## Exercise
Write out the portion of the PIGG-CDG passage from "Phosphatidylinositol Glycan Anchor" to "medical literature to date.", keeping every word unchanged.

PIGG-CDG, also known as PIGG deficiency, is a rare inherited condition that predominantly affects the nervous system. Almost 30 cases of PIGG-CDG have been reported in the literature to date. PIGG-CDG is classified as a disorder of GPI anchor biosynthesis. PIGG-CDG is caused when an individual has a mutation in both copies of their PIGG gene. The PIGG gene provides instructions for making a protein that participates in building GPI anchors - molecules that “anchor” certain proteins to the cell surface. The PIG-G enzyme is involved in transferring a molecule called ethanolamine phosphate to a specific mannose sugar on the GPI-anchor while it is being built in the endoplasmic reticulum (ER). Mutations in the PIGG gene cause defects in GPI-anchor proteins which make them unstable or unable to attach to the cell surface. Symptoms of PIGG-CDG being at infancy and are primarily characterized by developmental delay, intellectual disability, poor muscle tone and seizures. PIGG-CDG is usually diagnosed through genetic testing, however testing for the presence of GPI-anchor proteins on certain blood cells can also identify PIGG-CDG. There are currently no approved treatments for PIGG-CDG, however there are medications and supplements available that may aid in the management of specific symptoms.
Phosphatidylinositol Glycan Anchor Biosynthesis class G congenital disorder of glycosylation (PIGG-CDG) is a rare autosomal recessive genetic disorder. The first reported case was in 2016 and 291–3 confirmed cases have been reported in the medical literature to date.

(Stored data entries)
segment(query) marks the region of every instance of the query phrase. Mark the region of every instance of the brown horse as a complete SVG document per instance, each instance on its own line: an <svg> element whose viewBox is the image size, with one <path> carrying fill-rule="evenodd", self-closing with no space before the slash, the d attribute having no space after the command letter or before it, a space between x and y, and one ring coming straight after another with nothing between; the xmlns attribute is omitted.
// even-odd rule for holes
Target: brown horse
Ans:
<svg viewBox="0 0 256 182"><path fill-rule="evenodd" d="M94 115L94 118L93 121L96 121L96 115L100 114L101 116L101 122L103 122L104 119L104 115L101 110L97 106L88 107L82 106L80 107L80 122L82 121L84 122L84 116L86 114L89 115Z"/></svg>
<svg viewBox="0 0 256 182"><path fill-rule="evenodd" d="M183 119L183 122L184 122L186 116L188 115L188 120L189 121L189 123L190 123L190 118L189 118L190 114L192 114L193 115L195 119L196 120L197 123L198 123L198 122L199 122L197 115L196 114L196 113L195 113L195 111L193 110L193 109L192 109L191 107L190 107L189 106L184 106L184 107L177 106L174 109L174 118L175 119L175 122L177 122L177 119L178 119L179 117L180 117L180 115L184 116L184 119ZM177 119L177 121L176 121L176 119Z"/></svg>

## Exercise answer
Phosphatidylinositol Glycan Anchor Biosynthesis class G congenital disorder of glycosylation (PIGG-CDG) is a rare autosomal recessive genetic disorder. The first reported case was in 2016 and 291–3 confirmed cases have been reported in the medical literature to date.